Indian nuclear engineer and educationist (1935–2026)

M. P. Parameswaran (18 January 1935 – 11 August 2026) was an Indian nuclear engineer and educationist, who played an important role in the Indian nuclear programme. In 2022, he was honoured with Kerala Sree Award, third highest civilian award given by the Government of Kerala.

== Education ==
M. P. Parameswaran was born in Kiralur on 18 January 1935. In 1956, he studied in Namboothiri Vidyalayam, Church Mission Society Higher Secondary School, Thrissur and completed pre-degree course from St. Thomas College, Thrissur, he received a Bachelor's degree in Engineering from the College of Engineering, Trivandrum, Kerala. He then joined Bhabha Atomic Research Centre (BARC) in Bombay and continued there till 1975. From 1969 to 1973 he worked as the Assistant Director of the State Institute of Languages in Kerala, on a deputation from BARC. He got a PhD in Nuclear Engineering from the Moscow Power Engineering Institute in 1965.

===

- Instructions -
a - Reproduce the biography of M. P. Parameswaran from "Indian nuclear engineer and educationist (1935–2026)" up to and including "Government of Kerala.".
b - Carry on writing the biography of M. P. Parameswaran, starting after its last sentence.
The material that comes after this biography has no connection to it.

(Stored data entries)
===

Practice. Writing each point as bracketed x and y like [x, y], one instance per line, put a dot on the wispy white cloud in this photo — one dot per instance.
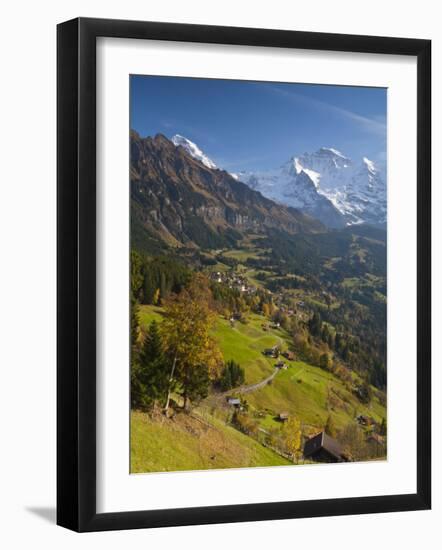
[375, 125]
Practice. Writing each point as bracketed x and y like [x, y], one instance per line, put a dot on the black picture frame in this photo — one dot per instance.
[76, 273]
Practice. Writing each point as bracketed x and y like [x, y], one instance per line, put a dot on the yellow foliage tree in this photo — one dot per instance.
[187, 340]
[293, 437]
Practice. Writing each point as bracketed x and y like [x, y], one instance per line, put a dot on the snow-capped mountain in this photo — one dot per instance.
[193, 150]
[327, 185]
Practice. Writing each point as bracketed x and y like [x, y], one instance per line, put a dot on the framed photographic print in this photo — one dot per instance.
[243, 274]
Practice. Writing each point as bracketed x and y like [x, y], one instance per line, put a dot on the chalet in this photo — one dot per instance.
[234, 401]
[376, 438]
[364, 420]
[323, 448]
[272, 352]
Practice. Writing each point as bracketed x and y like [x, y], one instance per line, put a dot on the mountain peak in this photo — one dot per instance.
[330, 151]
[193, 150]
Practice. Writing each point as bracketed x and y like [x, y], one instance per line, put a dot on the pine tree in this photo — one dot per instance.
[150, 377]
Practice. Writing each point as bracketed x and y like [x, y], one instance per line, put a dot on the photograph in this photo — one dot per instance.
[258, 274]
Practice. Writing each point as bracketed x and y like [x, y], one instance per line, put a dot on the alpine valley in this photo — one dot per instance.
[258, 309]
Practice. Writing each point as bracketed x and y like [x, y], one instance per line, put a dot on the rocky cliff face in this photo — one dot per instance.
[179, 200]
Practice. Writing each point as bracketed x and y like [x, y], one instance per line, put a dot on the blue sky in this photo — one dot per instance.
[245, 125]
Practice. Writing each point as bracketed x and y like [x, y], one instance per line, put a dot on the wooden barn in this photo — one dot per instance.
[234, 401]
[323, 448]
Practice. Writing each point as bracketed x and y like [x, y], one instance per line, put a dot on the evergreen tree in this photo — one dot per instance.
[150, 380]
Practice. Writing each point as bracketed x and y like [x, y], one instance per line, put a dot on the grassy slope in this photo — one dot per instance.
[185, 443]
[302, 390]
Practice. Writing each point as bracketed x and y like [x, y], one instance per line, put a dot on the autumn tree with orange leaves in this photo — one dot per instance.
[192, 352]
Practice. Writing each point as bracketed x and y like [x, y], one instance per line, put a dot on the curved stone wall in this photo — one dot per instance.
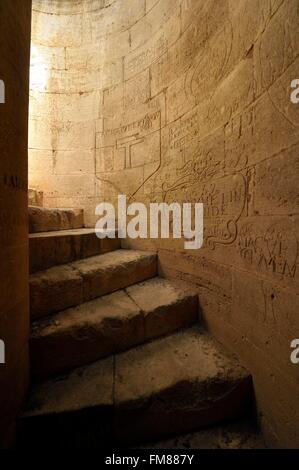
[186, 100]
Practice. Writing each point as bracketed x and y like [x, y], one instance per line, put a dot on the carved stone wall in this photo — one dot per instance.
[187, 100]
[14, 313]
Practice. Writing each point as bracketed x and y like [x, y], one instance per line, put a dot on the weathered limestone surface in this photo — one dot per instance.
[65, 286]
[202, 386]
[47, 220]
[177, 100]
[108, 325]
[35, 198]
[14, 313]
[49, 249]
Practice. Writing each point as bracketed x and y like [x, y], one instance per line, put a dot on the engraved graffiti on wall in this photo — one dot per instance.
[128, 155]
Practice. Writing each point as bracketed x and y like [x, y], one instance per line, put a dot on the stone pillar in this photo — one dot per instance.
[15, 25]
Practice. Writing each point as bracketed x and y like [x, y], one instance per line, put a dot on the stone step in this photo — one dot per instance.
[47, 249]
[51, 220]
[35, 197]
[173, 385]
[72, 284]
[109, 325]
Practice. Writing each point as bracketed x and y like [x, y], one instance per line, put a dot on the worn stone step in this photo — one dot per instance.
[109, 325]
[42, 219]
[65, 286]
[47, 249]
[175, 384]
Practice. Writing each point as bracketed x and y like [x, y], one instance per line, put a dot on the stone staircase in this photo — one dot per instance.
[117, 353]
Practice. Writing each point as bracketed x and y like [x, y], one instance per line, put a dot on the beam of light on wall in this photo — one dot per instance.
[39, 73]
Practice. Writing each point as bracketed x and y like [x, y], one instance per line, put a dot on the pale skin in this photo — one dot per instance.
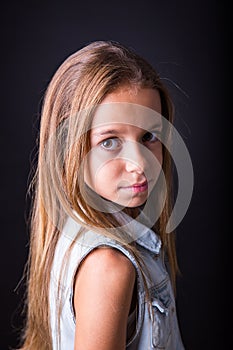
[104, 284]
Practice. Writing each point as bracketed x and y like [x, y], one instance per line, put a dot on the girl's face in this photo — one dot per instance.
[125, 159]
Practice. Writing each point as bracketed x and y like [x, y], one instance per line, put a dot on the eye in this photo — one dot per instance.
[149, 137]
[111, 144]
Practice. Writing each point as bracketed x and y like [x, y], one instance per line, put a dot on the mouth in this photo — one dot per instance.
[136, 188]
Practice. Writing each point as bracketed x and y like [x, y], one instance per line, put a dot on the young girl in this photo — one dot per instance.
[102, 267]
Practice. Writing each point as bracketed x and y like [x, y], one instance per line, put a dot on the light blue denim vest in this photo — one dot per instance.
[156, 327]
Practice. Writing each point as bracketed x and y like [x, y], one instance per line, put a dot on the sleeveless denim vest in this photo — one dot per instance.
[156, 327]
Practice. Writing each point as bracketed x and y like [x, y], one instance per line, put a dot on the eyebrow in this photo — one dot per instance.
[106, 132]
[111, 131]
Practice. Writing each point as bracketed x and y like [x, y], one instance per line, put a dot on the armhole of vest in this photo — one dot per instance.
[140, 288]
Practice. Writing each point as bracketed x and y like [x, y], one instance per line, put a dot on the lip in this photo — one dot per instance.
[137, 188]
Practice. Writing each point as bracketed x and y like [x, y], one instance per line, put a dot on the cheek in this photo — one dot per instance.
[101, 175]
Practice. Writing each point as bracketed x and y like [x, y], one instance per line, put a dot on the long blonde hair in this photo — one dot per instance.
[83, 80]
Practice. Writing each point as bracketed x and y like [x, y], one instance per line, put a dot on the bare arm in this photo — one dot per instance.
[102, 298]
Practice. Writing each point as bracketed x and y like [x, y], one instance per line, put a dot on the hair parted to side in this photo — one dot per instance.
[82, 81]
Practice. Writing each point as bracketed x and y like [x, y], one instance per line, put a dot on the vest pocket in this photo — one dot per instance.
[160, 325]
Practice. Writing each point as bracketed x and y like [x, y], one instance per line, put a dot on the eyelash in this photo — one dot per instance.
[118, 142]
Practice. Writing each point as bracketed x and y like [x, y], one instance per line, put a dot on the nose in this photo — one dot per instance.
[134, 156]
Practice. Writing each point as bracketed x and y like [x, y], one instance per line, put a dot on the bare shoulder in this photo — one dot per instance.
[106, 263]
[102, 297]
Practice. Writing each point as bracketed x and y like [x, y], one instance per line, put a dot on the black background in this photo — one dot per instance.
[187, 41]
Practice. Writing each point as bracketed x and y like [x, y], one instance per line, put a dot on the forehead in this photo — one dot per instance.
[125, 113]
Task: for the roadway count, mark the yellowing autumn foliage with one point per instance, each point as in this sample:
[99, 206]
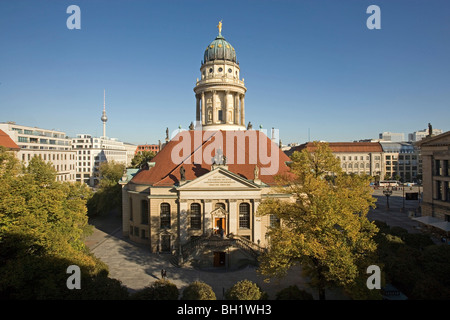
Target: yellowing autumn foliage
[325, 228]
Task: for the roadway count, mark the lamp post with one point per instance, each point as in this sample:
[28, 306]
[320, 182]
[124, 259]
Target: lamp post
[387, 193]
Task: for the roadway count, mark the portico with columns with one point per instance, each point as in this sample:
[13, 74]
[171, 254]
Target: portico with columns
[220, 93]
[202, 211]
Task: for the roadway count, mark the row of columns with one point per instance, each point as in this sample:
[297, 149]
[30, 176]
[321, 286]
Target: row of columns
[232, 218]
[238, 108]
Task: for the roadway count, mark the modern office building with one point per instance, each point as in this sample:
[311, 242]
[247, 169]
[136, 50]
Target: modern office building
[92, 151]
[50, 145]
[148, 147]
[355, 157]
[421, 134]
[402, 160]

===

- Your responses -
a -
Indian nuclear engineer and educationist (1935–2026)

M. P. Parameswaran (18 January 1935 – 11 August 2026) was an Indian nuclear engineer and educationist, who played an important role in the Indian nuclear programme. In 2022, he was honoured with Kerala Sree Award, third highest civilian award given by the Government of Kerala.

b -
== Indian science movement ==
During the 1970s, a people's science movement called Kerala Sasthra Sahithya Parishad (KSSP) was formed in Kerala and created a new movement among science teachers and science communicators in the state. He resigned from his job in 1975 to take part in the movement. Since then he was a full-time activist of the Kerala Sasthra Sahitya Parishad (KSSP). Under his leadership, the KSSP grew into a massive people’s movement and influenced science communicators all over the country.

== Kerala Sasthra Sahitya Parishad ==
After KSSP became a success in Kerala, M. P. Parameswaran took steps to enlarge the canvas at the national level. In 1987, as Convener of the National Organising Committee of the Bharat Jan Vigyan Jatha, a unique communication event for India – he significantly contributed to the conceptualisation, organisation and conduct of this massive communication experiment. He had also been instrumental in the setting up of the All India People's Science Network (AIPSN), a common platform of people science movements in India.

In 1990, he was instrumental in the organisation of the Bharat Gyan Vigyan Jatha in support of the National Literacy Mission Programme, which was organised from 2 October 1990 to 14 November 1990. This led to the formation of Bharat Gyan Vigyan Samiti (BGVS), which was responsible for the massive literacy campaign initiated in India.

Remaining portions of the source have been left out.